(Saved entries)
++++++
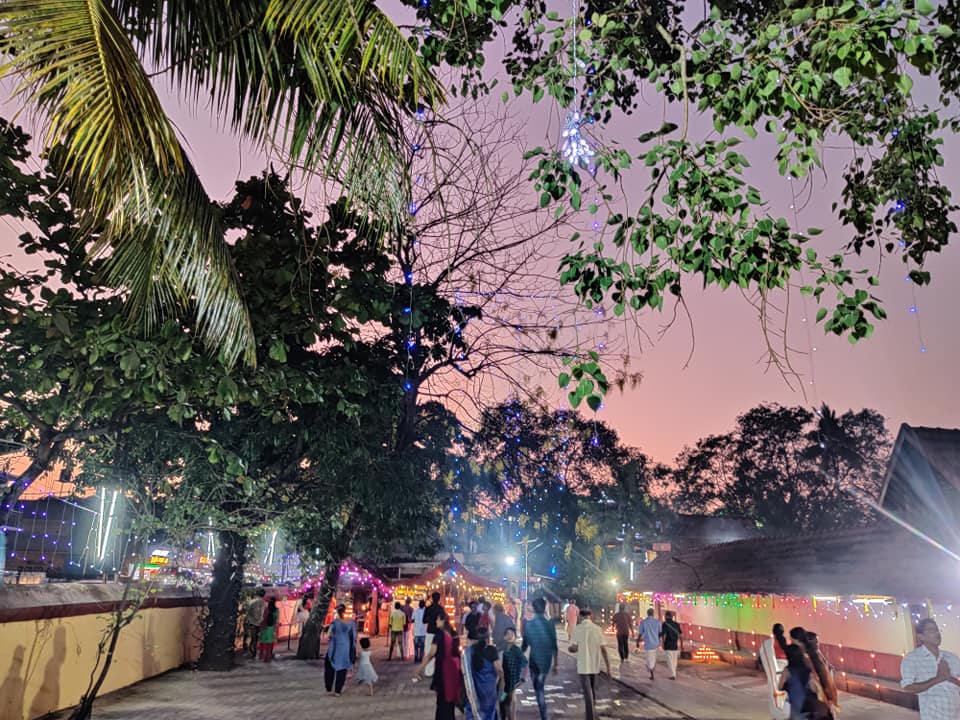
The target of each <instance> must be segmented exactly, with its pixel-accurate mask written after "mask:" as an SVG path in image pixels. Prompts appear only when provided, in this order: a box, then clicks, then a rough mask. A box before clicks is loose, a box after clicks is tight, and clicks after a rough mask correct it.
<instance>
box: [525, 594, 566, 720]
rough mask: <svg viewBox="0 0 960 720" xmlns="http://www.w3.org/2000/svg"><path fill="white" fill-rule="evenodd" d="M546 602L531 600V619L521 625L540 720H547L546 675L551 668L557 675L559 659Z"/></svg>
mask: <svg viewBox="0 0 960 720" xmlns="http://www.w3.org/2000/svg"><path fill="white" fill-rule="evenodd" d="M546 612H547V601H546V600H544V599H543V598H534V600H533V619H532V620H527V622H525V623H524V624H523V646H522V648H521V649H522V650H523V651H524V652H526V651H527V648H529V649H530V679H531V681H532V682H533V692H534V695H535V696H536V698H537V707H538V708H539V709H540V720H547V699H546V697H545V695H544V691H543V688H544V685H545V684H546V682H547V673H548V672H550V667H551V666H552V667H553V674H554V675H556V674H557V669H558V663H559V659H560V653H559V649H558V648H557V629H556V627H554V625H553V623H552V622H550V621H549V620H547V618H546V616H545V614H546Z"/></svg>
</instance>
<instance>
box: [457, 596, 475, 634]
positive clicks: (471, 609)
mask: <svg viewBox="0 0 960 720" xmlns="http://www.w3.org/2000/svg"><path fill="white" fill-rule="evenodd" d="M462 624H463V627H461V628H460V634H461V635H462V634H463V633H464V631H466V633H467V640H476V639H477V630H478V629H479V626H480V611H479V610H478V608H477V601H476V600H471V601H470V610H469V611H468V612H467V614H466V615H464V616H463V623H462Z"/></svg>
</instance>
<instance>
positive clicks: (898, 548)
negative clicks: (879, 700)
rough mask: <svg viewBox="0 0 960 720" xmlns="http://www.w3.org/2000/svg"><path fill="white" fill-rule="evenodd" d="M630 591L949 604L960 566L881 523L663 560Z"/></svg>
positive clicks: (641, 576)
mask: <svg viewBox="0 0 960 720" xmlns="http://www.w3.org/2000/svg"><path fill="white" fill-rule="evenodd" d="M632 586H633V587H634V588H635V589H637V590H644V591H653V592H695V591H703V592H738V593H757V594H760V593H767V594H783V595H885V596H893V597H896V598H898V599H900V600H902V601H904V602H908V601H910V602H912V601H920V602H922V601H924V600H927V599H930V600H934V601H939V602H944V603H951V602H960V560H958V559H957V558H956V557H953V556H951V555H949V554H947V553H945V552H943V551H942V550H939V549H937V548H936V547H934V546H933V545H931V544H930V543H929V542H927V541H925V540H923V539H921V538H919V537H917V536H916V535H914V534H912V533H910V532H908V531H906V530H903V529H901V528H900V527H898V526H896V525H894V524H892V523H889V522H887V521H883V522H881V523H878V524H876V525H874V526H872V527H863V528H850V529H844V530H833V531H829V532H821V533H806V534H797V535H787V536H772V537H761V538H756V539H751V540H739V541H735V542H730V543H723V544H721V545H710V546H707V547H703V548H699V549H696V550H691V551H689V552H681V553H675V554H672V555H661V556H659V557H657V559H656V560H654V561H653V562H652V563H650V564H649V565H647V566H646V567H644V568H643V570H641V571H640V573H639V574H638V576H637V580H636V582H634V583H632Z"/></svg>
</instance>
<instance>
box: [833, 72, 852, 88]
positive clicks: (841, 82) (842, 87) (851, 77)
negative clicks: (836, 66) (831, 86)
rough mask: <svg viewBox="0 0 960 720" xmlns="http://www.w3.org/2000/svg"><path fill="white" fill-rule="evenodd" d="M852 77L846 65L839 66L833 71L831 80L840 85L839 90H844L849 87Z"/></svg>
mask: <svg viewBox="0 0 960 720" xmlns="http://www.w3.org/2000/svg"><path fill="white" fill-rule="evenodd" d="M852 77H853V74H852V73H851V72H850V68H848V67H839V68H837V69H836V70H834V71H833V81H834V82H835V83H837V85H839V86H840V89H841V90H846V89H847V88H848V87H850V83H851V81H852Z"/></svg>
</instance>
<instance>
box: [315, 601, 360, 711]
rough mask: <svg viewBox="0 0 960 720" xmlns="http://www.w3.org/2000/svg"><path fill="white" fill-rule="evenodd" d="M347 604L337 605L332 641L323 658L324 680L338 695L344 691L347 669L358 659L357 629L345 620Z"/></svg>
mask: <svg viewBox="0 0 960 720" xmlns="http://www.w3.org/2000/svg"><path fill="white" fill-rule="evenodd" d="M346 612H347V607H346V605H342V604H341V605H337V612H336V617H335V618H334V621H333V622H332V623H330V641H329V642H328V643H327V654H326V657H325V658H324V660H323V682H324V685H325V686H326V688H327V692H328V693H331V692H332V693H333V694H334V695H336V696H337V697H340V694H341V693H342V692H343V684H344V683H345V682H346V681H347V670H349V669H350V668H351V667H352V666H353V664H354V663H355V662H356V660H357V629H356V625H354V624H353V623H352V622H348V621H347V620H344V615H345V614H346Z"/></svg>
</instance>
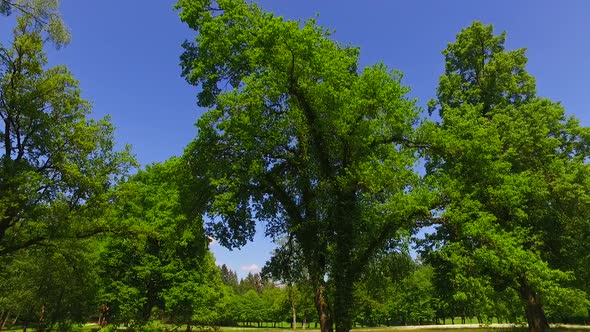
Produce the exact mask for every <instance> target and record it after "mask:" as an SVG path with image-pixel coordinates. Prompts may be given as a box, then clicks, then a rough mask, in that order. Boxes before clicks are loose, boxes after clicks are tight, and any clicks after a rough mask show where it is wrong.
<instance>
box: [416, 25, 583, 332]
mask: <svg viewBox="0 0 590 332" xmlns="http://www.w3.org/2000/svg"><path fill="white" fill-rule="evenodd" d="M504 41H505V34H500V35H494V33H493V28H492V26H486V25H483V24H481V23H479V22H475V23H473V24H472V25H471V26H469V27H468V28H466V29H464V30H462V31H461V32H460V33H459V34H458V35H457V39H456V41H455V42H453V43H450V44H449V45H448V47H447V48H446V49H445V50H444V51H443V55H444V56H445V73H444V74H443V75H442V76H441V77H440V81H439V86H438V89H437V98H436V99H435V100H433V101H431V103H430V111H431V112H433V111H438V112H439V115H440V118H441V121H440V123H439V124H438V126H436V128H434V131H433V132H434V134H433V136H432V137H433V139H432V144H433V149H432V151H433V152H434V153H433V154H432V155H431V158H430V160H429V162H428V164H427V168H428V172H429V174H430V175H431V176H432V177H434V178H437V179H438V181H439V183H440V186H441V197H442V199H441V202H442V210H441V213H442V217H441V219H440V220H441V221H442V222H443V225H441V226H440V227H439V228H438V232H437V234H436V235H435V236H433V237H432V238H431V240H432V241H431V245H432V246H431V249H435V250H434V251H432V252H431V256H430V259H431V261H432V262H433V263H435V264H436V265H437V266H438V267H439V272H443V271H444V273H445V274H446V275H448V276H449V277H451V278H452V283H451V284H452V285H453V287H454V288H455V289H456V290H457V291H458V292H459V293H458V295H457V296H456V298H461V297H466V298H469V299H471V300H470V301H471V302H472V304H473V305H474V306H476V304H477V303H479V304H480V307H481V308H484V307H485V306H486V305H487V304H486V301H488V302H489V301H492V299H491V295H493V294H494V291H500V290H502V289H506V288H513V289H514V290H516V291H517V292H518V293H519V294H520V297H521V299H522V301H523V304H524V312H525V315H526V318H527V320H528V324H529V328H530V329H531V330H535V331H539V330H543V329H545V328H547V327H548V325H547V319H546V318H545V313H544V310H543V303H544V302H550V301H551V300H552V299H553V300H555V299H556V298H559V296H560V295H559V294H563V295H564V296H567V297H571V296H572V294H577V295H576V297H578V298H579V299H580V301H582V303H583V301H584V294H583V293H581V292H579V291H578V292H572V291H571V290H568V289H567V288H565V287H566V286H568V285H569V284H570V283H571V279H572V274H571V273H567V271H568V270H570V269H576V266H575V264H570V265H569V266H568V265H567V264H564V263H565V262H566V260H565V259H564V254H565V252H564V249H565V248H568V247H569V246H571V244H570V243H569V242H570V241H572V240H573V239H574V238H575V237H573V236H574V235H573V234H574V233H575V231H573V230H574V229H576V228H577V229H578V230H579V231H582V232H586V231H585V229H587V227H588V220H590V219H589V211H590V209H589V204H590V199H589V198H590V195H589V193H590V165H589V164H588V158H589V156H590V154H589V153H590V144H589V143H590V131H589V129H588V128H583V127H581V126H580V125H579V122H578V121H577V120H576V119H575V118H573V117H568V116H566V115H565V112H564V109H563V107H562V106H561V105H560V104H559V103H557V102H553V101H551V100H548V99H546V98H542V97H539V96H537V94H536V90H535V79H534V78H533V77H532V76H531V75H530V74H529V73H528V72H527V71H526V70H525V65H526V62H527V58H526V56H525V51H524V49H517V50H512V51H507V50H505V48H504ZM580 244H583V243H580ZM565 255H566V256H567V254H565ZM570 262H571V261H570ZM441 268H442V269H441ZM566 294H567V295H566ZM570 300H571V299H570Z"/></svg>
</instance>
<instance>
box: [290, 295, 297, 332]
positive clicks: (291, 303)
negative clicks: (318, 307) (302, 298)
mask: <svg viewBox="0 0 590 332" xmlns="http://www.w3.org/2000/svg"><path fill="white" fill-rule="evenodd" d="M292 291H293V290H291V292H292ZM291 313H292V314H293V322H292V323H291V327H292V328H293V330H296V329H297V308H296V307H295V296H294V295H291Z"/></svg>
++++++
YOUR TASK » Would you please copy exactly the part of the entries above that begins at the line containing "negative clicks: (879, 700)" and ends at the line containing "591L949 604L960 566L881", both lines included?

OUTPUT »
negative clicks: (879, 700)
rough mask: <svg viewBox="0 0 960 720" xmlns="http://www.w3.org/2000/svg"><path fill="white" fill-rule="evenodd" d="M630 591L949 604L960 566L881 523L663 560Z"/></svg>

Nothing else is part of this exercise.